• [Written problem]
Report how many of the lines below contain the string "slope", with case taken into account, and give only the number.

• [Raw data]

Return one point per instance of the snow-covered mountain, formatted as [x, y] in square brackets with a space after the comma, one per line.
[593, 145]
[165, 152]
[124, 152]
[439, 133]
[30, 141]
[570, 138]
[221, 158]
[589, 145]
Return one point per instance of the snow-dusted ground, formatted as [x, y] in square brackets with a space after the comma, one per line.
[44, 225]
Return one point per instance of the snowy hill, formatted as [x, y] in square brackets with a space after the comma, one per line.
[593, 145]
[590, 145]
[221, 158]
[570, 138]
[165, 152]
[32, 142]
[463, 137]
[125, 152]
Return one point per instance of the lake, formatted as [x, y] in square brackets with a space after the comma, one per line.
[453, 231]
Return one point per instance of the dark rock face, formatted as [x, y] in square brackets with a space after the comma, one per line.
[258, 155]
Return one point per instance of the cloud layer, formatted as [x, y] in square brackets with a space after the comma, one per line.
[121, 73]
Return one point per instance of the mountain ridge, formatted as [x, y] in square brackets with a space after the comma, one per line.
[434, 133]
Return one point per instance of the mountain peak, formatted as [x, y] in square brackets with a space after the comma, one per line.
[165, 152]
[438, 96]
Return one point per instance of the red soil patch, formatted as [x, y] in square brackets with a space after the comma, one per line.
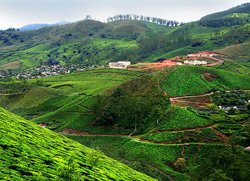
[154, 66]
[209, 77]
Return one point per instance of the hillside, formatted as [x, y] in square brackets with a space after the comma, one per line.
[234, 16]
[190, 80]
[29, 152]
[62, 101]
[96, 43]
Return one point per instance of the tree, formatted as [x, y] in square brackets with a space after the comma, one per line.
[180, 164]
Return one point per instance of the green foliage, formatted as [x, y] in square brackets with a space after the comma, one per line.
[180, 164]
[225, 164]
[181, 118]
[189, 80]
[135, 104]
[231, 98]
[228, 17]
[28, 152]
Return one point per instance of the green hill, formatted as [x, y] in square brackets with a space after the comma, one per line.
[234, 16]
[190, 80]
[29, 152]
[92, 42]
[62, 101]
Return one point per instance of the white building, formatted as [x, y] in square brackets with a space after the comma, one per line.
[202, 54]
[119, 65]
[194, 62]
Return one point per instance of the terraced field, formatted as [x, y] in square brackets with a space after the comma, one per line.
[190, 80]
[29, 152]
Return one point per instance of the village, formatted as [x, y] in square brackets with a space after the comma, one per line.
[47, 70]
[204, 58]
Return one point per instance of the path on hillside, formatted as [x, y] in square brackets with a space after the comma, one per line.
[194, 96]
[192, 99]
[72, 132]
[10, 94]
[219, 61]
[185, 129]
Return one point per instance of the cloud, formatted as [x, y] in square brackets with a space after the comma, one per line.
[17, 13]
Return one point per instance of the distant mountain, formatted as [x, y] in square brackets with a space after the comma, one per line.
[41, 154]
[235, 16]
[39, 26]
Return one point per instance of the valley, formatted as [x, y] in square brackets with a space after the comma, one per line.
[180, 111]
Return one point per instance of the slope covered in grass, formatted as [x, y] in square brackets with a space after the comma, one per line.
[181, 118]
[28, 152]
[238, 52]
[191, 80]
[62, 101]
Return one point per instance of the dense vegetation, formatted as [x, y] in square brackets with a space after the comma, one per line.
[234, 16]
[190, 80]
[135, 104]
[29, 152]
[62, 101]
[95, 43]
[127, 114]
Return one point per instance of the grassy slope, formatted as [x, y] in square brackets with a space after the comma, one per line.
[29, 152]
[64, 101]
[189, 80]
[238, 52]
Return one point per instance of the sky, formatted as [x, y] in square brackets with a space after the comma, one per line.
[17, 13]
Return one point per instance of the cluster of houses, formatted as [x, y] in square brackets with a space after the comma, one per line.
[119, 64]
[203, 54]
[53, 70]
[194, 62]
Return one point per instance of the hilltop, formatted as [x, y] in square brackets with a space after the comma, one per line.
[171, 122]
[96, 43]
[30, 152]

* * *

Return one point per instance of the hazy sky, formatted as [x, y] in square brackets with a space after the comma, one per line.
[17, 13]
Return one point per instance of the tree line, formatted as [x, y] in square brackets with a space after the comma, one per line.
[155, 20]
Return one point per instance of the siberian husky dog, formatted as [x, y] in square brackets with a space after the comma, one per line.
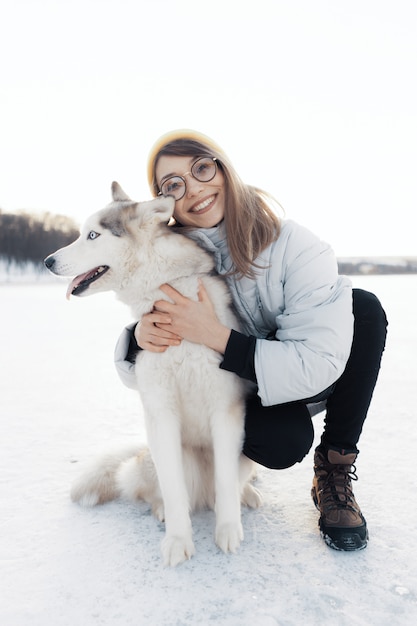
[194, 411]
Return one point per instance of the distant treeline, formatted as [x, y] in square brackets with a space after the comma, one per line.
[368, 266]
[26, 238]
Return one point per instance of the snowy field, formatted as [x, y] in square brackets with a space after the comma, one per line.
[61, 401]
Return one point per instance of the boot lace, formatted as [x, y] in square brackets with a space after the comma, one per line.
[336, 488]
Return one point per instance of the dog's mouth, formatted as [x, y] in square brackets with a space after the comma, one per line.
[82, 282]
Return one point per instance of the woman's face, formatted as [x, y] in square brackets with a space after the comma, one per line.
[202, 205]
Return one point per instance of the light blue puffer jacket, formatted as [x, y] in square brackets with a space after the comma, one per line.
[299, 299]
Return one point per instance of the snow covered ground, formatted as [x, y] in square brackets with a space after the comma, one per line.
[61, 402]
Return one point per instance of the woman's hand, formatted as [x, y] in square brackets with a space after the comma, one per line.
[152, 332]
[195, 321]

• [Answer for the task]
2